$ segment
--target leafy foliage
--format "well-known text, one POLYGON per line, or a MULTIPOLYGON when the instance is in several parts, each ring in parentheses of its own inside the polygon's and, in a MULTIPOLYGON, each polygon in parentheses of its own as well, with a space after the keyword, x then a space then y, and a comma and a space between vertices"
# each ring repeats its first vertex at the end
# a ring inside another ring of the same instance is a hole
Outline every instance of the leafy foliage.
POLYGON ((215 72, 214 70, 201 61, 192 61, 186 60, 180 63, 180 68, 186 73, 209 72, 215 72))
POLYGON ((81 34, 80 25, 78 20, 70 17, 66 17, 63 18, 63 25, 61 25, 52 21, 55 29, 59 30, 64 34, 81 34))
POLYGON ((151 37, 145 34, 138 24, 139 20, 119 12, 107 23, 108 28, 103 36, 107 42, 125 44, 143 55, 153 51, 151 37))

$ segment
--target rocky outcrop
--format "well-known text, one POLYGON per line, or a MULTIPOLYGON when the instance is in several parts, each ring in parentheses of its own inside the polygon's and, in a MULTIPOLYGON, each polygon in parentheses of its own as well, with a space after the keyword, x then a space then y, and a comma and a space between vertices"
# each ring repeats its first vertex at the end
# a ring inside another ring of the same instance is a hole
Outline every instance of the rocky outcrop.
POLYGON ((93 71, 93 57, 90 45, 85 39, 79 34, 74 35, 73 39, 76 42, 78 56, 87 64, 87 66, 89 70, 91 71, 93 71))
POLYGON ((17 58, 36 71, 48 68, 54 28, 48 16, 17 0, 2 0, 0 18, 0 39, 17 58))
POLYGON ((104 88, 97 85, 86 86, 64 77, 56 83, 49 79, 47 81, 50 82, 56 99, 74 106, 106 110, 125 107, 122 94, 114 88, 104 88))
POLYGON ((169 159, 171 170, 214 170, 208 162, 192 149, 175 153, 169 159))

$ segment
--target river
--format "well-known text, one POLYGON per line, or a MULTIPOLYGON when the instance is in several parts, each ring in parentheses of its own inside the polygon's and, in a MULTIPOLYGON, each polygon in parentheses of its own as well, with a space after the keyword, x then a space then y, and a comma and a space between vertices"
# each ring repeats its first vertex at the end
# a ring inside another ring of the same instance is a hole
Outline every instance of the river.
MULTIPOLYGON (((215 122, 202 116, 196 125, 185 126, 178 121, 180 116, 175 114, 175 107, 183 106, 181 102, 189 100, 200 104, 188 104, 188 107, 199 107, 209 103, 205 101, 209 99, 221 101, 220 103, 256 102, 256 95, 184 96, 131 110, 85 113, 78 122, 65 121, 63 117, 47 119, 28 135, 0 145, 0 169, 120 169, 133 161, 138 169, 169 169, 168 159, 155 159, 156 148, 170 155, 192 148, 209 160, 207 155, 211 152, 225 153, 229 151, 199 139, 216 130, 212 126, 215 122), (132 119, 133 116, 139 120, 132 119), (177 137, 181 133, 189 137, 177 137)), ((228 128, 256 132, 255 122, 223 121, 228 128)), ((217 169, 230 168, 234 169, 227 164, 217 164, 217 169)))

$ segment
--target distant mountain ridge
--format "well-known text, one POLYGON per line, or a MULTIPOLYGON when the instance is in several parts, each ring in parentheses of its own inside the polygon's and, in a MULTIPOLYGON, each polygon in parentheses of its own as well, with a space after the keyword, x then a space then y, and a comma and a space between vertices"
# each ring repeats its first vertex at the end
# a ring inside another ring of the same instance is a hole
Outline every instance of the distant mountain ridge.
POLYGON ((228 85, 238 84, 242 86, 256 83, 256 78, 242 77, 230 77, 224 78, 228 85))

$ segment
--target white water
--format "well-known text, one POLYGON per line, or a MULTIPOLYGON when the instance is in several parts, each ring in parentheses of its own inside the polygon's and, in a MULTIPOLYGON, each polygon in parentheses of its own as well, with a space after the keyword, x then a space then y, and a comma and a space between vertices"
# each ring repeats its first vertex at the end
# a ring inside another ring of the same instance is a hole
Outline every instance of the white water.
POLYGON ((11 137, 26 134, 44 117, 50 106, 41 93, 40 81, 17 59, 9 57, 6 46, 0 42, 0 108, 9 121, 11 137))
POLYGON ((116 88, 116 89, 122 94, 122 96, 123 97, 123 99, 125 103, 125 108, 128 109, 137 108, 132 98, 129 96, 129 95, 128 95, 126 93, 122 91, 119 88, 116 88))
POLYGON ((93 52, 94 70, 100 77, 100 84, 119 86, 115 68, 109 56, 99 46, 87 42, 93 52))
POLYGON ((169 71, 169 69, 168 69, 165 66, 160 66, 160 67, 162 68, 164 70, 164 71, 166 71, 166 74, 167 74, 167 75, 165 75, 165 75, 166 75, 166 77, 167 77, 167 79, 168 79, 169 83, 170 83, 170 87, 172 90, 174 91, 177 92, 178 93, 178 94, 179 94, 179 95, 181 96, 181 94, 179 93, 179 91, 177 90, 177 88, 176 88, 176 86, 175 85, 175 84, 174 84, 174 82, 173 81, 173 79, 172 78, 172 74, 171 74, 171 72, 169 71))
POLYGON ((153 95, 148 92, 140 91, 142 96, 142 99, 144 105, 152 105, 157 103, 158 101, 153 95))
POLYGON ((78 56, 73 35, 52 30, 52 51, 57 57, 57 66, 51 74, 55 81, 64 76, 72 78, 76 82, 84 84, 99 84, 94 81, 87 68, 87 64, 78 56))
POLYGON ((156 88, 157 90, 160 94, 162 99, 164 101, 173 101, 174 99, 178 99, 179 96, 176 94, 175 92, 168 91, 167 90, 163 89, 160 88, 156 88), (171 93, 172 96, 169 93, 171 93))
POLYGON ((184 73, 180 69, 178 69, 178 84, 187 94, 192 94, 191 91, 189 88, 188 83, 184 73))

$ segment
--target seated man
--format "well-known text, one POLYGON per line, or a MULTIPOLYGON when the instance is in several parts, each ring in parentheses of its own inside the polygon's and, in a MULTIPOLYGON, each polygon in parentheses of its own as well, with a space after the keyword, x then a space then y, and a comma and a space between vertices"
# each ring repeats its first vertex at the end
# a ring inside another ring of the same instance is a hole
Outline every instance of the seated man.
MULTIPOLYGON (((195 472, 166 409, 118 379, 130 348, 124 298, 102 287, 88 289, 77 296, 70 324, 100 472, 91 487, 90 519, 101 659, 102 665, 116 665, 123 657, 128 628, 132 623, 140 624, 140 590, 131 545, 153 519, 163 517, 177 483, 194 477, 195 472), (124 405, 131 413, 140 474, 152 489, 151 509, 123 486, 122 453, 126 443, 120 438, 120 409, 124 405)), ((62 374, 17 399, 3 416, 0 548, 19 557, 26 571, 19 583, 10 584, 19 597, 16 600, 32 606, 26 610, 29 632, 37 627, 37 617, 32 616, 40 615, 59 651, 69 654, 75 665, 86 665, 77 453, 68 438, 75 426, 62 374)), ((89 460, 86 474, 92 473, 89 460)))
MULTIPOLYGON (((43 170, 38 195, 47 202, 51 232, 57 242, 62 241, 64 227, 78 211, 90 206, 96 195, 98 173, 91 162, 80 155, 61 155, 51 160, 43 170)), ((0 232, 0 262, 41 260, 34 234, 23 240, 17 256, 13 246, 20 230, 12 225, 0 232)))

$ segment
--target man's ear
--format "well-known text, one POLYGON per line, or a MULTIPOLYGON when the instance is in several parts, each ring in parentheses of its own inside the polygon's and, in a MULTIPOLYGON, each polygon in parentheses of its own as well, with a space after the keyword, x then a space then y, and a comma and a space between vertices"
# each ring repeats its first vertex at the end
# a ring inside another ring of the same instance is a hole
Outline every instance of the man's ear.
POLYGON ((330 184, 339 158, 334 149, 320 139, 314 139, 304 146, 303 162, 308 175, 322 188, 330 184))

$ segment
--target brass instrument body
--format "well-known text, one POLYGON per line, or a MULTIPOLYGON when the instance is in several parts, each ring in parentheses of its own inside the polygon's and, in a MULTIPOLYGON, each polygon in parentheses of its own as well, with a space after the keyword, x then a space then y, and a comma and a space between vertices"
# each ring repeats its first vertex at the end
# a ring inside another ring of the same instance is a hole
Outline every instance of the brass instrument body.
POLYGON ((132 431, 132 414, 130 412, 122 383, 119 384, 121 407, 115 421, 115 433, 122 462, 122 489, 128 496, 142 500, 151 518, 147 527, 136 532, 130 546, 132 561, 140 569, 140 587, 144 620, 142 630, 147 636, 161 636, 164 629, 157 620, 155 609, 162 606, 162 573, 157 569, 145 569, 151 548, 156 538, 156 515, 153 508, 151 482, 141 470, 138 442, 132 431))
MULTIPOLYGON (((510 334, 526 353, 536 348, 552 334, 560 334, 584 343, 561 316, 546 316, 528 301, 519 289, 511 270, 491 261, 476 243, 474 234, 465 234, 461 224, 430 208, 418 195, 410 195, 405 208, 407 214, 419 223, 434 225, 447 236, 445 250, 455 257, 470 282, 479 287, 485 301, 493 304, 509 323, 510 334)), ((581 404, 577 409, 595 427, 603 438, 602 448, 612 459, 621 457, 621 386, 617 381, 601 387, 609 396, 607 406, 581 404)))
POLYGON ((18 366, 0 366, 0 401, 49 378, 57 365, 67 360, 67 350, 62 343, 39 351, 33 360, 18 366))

What you should do: Can you output, unchanged, the lines of the material from its very start through the line containing "POLYGON ((169 159, 171", with both ends included?

In response:
$ segment
--target leafy foliage
--format "well-known text, one POLYGON per line, or a MULTIPOLYGON when the instance is in several parts, each ring in parentheses of its own inside the polygon's and, in a MULTIPOLYGON, each polygon in parentheses of its own as well, with a space after the keyword, x then a space then y, and a comma and a space between vertices"
# each ring repeats its first vertex at the end
# a ring inside another ring of the same instance is a hole
Outline every instance of the leafy foliage.
POLYGON ((215 72, 214 70, 201 61, 192 61, 186 60, 180 63, 180 68, 186 73, 209 72, 215 72))
POLYGON ((81 34, 80 25, 78 20, 70 17, 66 17, 63 18, 63 25, 61 25, 52 21, 55 29, 59 30, 64 34, 81 34))
POLYGON ((151 37, 145 34, 138 24, 139 20, 119 12, 107 23, 108 28, 103 36, 107 42, 125 44, 143 55, 153 51, 151 37))

$ segment
--target rocky outcrop
--format "well-known text, one POLYGON per line, or a MULTIPOLYGON when the instance is in several parts, each ring in parentheses of its own inside the polygon's and, in a MULTIPOLYGON, each polygon in parentheses of its own as well, with a space after the keyword, x then a space then y, and a comma and a space between vertices"
# each ring repeats its first vertex at the end
# a ring inside another ring of the same instance is a hole
Outline every instance of the rocky outcrop.
POLYGON ((93 71, 93 57, 90 45, 85 39, 79 34, 74 35, 73 39, 76 42, 78 56, 87 64, 87 66, 89 70, 91 71, 93 71))
POLYGON ((17 58, 36 71, 48 68, 54 28, 48 16, 17 0, 2 0, 0 18, 0 39, 17 58))
POLYGON ((104 88, 97 85, 86 86, 64 77, 56 83, 49 79, 47 81, 50 82, 56 99, 74 106, 106 110, 125 107, 122 94, 114 88, 104 88))
POLYGON ((169 159, 171 170, 214 170, 208 162, 192 149, 175 153, 169 159))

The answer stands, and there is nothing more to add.